--- START Page extract ---

3.             Compensation and
Benefits.

 

(a)           Base Salary.
The Employer shall compensate and pay the Executive for his services
during the term of this Agreement at a minimum base salary of $155,831 per year
(“Base Salary”), which may be increased from time to time in such amounts as
may be determined by the Board of Directors of the Employer and may not be
decreased without the Executive’s express written consent. In addition to his Base
Salary, the Executive shall be entitled to receive during the term of this
Agreement such bonus payments as may be determined by the Board of Directors of
the Employer.

 

(b)           Benefit
Plans. During the term of this Agreement, the Executive shall be
entitled to participate in and receive the benefits of any pension or other
retirement benefit plan, profit sharing, stock option, employee stock
ownership, or other plans, benefits and privileges given to employees and
executives of the Employer, to the extent commensurate with his then duties and
responsibilities, as fixed by the Board of Directors of the Employer. The Employer
shall not make any changes in such plans, benefits or privileges which would
adversely affect the Executive’s rights or benefits thereunder, unless such
change occurs pursuant to a program applicable to all executive officers of the
Employer and does not result in a disproportionately greater adverse change in
the rights of or benefits to the Executive as compared with any other executive
officer of the Employer. Nothing paid to the Executive under any plan or
arrangement presently in effect or made available in the future shall be deemed
to be in lieu of the salary payable to the Executive pursuant to Section 3(a)

--- END Page extract ---

[List of tasks]:
1. According to the employment agreement excerpt, what is the Executive's minimum yearly base salary?
2. Pick up the employment agreement excerpt at the point where it stops and carry it forward.

--- START Extracted material ---

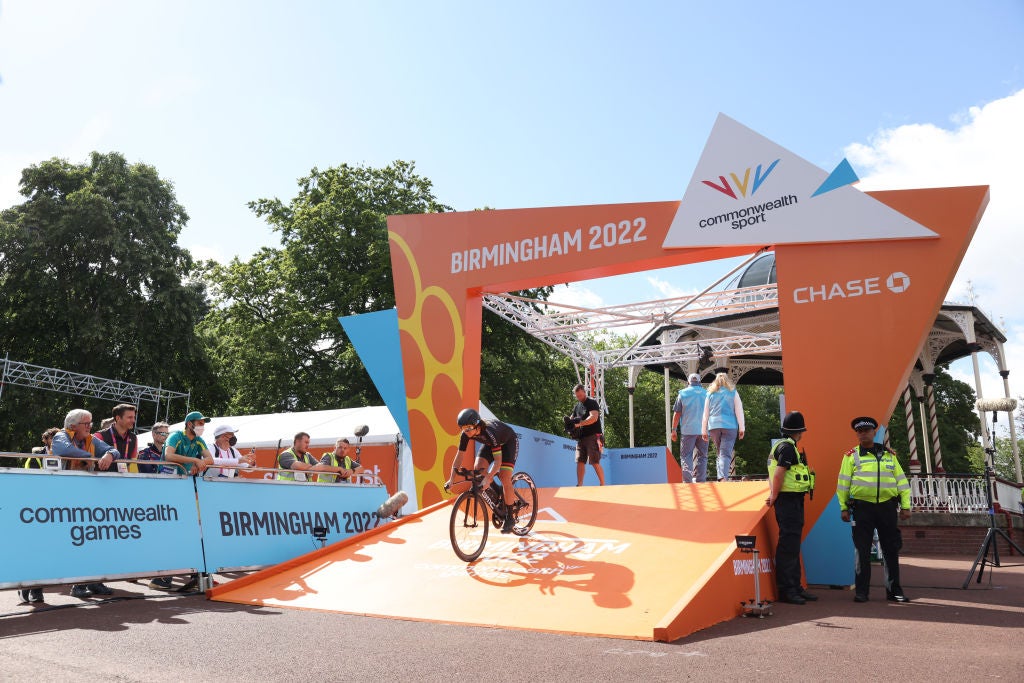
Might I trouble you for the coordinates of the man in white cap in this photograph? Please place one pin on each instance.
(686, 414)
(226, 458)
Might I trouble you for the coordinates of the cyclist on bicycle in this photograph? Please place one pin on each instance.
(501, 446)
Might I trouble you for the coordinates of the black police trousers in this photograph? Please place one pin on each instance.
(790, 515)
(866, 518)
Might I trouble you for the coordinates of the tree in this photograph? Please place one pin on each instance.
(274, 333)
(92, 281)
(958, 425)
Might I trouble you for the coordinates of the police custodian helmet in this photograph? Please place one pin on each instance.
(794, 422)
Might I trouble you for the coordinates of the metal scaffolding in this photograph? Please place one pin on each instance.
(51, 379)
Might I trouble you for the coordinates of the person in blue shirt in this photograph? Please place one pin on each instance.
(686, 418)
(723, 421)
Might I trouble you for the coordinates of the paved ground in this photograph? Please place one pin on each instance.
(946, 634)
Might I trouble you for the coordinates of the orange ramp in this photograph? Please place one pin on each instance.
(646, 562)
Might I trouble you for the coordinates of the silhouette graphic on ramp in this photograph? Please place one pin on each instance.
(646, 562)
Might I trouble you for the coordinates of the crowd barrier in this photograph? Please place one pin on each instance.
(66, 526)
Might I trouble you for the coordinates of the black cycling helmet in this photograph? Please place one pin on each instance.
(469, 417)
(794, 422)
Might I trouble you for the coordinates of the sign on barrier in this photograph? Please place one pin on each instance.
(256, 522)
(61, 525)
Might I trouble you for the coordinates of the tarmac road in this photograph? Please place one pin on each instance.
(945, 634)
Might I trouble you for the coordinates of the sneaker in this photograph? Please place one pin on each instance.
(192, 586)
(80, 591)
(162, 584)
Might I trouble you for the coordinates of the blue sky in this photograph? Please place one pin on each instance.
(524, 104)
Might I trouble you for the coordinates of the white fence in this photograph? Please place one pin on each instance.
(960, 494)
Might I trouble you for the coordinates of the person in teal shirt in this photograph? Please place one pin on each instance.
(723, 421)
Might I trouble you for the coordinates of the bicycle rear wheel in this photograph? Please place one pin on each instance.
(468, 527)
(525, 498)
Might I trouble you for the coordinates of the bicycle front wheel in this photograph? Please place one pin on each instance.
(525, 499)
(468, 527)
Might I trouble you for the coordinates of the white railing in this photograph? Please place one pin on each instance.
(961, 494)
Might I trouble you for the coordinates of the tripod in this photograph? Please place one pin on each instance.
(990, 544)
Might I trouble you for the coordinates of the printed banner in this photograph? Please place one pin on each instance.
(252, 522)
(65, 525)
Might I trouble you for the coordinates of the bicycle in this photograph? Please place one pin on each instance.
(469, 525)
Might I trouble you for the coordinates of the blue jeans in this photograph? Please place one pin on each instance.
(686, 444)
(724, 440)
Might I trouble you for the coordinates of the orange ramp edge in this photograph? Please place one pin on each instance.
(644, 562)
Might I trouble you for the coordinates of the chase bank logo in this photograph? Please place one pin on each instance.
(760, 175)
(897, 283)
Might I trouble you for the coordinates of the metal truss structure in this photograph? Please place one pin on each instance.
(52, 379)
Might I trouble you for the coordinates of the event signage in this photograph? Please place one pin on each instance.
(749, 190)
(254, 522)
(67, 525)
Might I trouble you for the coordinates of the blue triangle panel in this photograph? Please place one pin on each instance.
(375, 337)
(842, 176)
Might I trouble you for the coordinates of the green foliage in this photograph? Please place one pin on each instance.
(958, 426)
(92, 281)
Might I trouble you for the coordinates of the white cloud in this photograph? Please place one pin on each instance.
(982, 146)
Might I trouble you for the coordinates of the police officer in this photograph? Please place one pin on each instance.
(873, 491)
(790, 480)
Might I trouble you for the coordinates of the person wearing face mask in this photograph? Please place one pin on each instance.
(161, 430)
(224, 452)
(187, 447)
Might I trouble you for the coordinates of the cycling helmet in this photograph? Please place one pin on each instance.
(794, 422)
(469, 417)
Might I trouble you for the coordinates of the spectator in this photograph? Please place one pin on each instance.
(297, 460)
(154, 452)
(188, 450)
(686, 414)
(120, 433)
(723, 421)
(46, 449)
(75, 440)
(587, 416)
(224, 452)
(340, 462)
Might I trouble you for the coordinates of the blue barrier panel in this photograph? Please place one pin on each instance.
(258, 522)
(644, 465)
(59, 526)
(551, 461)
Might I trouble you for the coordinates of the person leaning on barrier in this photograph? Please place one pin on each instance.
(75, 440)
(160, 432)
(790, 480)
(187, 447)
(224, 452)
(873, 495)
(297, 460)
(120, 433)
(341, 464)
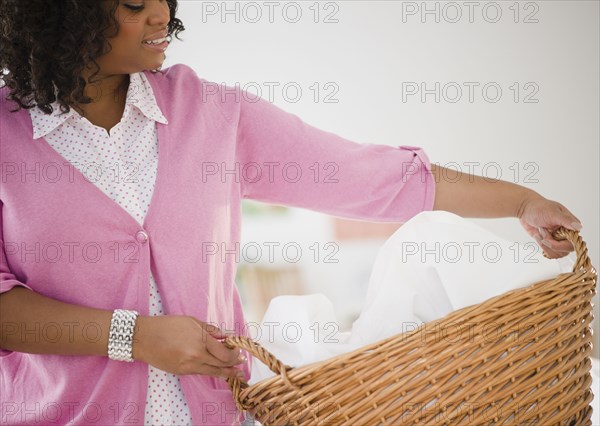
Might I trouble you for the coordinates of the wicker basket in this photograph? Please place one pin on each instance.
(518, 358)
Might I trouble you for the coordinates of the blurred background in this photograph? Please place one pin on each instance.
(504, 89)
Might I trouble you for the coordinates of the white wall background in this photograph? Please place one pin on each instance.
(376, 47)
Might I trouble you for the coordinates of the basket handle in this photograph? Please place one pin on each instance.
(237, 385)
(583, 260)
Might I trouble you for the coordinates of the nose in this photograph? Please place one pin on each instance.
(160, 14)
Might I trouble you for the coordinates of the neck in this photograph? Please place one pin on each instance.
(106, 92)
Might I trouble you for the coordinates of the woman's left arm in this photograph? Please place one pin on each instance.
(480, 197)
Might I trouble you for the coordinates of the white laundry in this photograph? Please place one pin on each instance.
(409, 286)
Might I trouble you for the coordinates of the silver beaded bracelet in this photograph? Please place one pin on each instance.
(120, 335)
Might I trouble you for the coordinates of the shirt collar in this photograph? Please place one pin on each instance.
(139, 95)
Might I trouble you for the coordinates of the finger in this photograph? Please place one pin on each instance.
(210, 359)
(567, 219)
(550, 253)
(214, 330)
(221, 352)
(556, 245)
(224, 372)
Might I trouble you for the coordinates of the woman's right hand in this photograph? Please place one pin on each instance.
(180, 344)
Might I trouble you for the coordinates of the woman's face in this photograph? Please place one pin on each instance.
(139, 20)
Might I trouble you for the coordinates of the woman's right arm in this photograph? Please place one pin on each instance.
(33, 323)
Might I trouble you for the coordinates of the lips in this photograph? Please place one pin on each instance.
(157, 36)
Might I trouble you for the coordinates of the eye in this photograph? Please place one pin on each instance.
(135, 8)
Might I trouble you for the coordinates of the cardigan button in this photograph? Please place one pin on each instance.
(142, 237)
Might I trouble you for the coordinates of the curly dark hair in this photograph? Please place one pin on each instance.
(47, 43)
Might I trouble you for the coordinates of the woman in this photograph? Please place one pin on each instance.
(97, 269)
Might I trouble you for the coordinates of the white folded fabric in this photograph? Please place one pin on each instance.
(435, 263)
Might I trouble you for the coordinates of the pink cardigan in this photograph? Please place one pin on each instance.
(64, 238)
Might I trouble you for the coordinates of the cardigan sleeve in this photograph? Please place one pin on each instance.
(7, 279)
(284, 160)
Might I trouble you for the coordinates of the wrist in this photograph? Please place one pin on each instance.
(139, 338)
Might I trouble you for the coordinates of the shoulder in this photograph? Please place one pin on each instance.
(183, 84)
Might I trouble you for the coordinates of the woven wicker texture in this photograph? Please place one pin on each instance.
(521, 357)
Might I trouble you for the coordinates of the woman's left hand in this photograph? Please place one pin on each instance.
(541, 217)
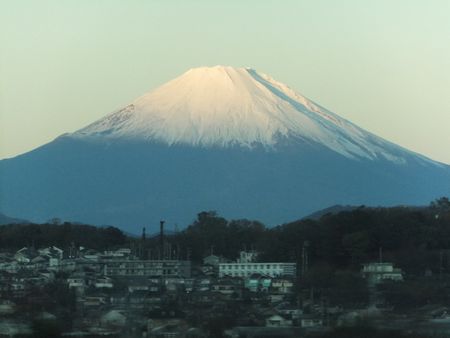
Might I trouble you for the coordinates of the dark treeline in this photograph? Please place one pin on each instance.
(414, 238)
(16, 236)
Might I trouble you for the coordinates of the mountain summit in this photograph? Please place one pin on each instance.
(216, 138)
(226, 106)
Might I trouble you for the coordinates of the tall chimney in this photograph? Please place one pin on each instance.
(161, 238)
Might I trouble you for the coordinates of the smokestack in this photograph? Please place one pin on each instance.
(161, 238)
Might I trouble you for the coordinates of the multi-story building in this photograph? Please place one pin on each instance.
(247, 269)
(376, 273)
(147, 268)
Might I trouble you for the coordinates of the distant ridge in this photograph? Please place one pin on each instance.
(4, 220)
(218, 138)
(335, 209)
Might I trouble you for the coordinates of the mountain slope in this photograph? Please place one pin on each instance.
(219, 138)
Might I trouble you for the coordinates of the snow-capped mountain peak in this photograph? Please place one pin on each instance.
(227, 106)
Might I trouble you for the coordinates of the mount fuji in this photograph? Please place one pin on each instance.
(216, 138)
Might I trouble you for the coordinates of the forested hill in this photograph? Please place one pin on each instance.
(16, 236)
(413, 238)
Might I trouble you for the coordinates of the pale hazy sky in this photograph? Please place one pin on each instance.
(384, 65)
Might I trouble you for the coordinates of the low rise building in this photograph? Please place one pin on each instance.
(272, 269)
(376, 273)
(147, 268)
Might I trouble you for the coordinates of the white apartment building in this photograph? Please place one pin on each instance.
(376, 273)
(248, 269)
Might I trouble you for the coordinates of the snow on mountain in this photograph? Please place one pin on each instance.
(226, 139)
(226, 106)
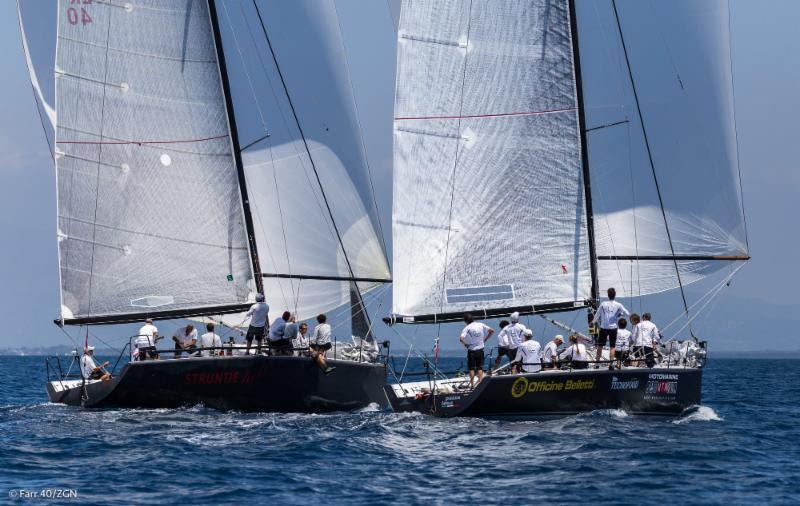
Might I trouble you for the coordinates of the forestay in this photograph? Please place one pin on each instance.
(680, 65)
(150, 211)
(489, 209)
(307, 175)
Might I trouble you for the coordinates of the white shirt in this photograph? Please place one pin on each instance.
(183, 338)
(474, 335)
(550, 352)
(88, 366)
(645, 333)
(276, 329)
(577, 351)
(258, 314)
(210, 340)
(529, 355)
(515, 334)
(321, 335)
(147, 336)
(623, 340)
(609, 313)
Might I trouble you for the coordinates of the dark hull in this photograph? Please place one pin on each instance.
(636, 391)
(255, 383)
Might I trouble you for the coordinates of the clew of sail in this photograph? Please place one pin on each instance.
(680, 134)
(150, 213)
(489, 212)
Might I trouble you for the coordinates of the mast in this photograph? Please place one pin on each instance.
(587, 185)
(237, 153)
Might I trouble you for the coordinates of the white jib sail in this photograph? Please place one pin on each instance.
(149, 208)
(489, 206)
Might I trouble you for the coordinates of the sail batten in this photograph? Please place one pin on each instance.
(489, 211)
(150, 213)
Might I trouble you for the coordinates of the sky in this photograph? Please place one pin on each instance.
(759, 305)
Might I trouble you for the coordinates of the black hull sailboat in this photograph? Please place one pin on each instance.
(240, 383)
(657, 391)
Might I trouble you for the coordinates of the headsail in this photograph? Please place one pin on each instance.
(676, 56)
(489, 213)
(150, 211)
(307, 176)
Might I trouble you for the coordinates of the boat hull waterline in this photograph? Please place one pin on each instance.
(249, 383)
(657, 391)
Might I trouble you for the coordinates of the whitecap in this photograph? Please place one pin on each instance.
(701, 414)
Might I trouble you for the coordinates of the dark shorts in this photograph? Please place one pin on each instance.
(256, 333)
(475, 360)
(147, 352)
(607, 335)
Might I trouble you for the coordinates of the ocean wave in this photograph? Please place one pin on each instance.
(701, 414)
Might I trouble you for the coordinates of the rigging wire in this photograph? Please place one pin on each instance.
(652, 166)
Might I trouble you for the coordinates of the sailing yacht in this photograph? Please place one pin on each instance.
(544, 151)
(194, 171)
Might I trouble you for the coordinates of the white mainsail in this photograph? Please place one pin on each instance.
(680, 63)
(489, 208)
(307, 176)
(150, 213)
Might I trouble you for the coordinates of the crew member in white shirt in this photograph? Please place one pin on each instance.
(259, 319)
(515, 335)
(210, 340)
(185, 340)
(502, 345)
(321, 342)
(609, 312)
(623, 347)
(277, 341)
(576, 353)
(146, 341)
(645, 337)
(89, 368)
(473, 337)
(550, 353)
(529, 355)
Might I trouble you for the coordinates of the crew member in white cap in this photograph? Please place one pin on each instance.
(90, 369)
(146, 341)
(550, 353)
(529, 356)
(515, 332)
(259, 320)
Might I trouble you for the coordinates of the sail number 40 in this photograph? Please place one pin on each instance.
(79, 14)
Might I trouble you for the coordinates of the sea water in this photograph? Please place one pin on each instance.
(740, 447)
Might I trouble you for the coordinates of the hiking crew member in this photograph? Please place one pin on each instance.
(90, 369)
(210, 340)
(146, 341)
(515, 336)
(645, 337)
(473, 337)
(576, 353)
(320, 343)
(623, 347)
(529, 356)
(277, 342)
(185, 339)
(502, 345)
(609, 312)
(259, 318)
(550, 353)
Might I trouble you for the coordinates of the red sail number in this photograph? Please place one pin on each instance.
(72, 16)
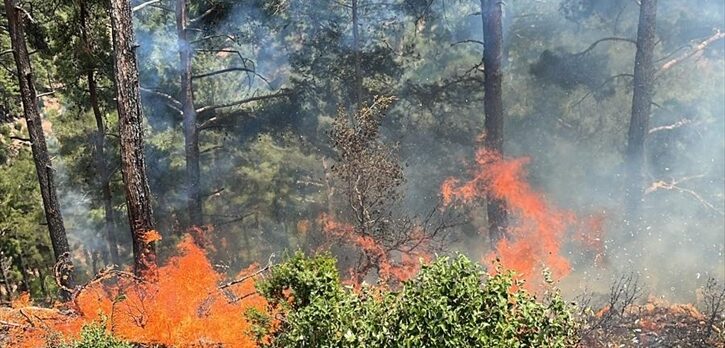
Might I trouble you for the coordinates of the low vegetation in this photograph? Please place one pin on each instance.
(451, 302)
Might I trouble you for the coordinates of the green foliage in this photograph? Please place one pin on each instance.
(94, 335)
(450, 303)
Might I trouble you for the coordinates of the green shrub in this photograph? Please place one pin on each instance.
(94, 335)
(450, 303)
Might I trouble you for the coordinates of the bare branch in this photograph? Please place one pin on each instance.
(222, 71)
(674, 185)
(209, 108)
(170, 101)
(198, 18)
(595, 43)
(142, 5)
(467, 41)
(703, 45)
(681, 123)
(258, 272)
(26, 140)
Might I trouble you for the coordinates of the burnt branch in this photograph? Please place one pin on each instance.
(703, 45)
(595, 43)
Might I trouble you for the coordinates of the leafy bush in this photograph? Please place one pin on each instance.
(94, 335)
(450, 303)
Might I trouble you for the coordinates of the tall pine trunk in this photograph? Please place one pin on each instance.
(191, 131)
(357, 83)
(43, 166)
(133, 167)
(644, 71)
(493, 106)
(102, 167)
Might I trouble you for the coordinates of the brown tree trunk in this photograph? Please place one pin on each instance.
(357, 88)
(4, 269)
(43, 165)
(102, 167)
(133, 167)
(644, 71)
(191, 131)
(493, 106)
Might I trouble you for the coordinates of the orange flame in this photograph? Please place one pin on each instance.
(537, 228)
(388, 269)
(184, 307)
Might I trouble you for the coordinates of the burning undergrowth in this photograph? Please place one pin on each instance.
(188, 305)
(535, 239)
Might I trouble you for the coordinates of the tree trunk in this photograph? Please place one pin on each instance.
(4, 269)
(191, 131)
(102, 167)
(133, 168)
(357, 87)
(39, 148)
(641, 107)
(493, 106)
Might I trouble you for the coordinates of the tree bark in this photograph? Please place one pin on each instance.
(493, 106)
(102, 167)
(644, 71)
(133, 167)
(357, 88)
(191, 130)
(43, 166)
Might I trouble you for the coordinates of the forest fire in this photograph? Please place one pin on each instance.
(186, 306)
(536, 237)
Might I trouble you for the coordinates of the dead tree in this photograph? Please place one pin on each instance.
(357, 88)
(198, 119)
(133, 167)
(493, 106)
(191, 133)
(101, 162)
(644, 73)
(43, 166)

--- END Extracted material ---

[Task-by-task outputs]:
1. $155,831 per year.

2.
hereof.

 

(c)           Paid Time
Off. During the term of this Agreement, the Executive shall be
entitled to paid time off in accordance with the policies as established from
time to time by the Board of Directors of the Employer. The Executive shall not
be entitled to receive any additional compensation from the Employer for
failure to utilize such paid time off, nor shall the Executive be able to
accumulate unused paid time off from one year to the next, except to the extent
authorized by the Board of Directors of the Employer.

 

4.             Expenses. The
Employer shall reimburse the Executive or otherwise provide for or pay for all
reasonable expenses incurred by the Executive in furtherance of or in
connection with the business of the Employer, including, but not by way of
limitation, automobile expenses and other traveling expenses, subject to such
reasonable documentation and other limitations as may be established by the
Board of Directors of the Employer. If such expenses are paid in the first
instance by the Executive, the Employer shall reimburse the Executive therefor.
Such reimbursement shall be paid promptly by the Employer and in any event no
later than March 15 of the year immediately following the year in which such
expenses were incurred.

 

5.             Termination.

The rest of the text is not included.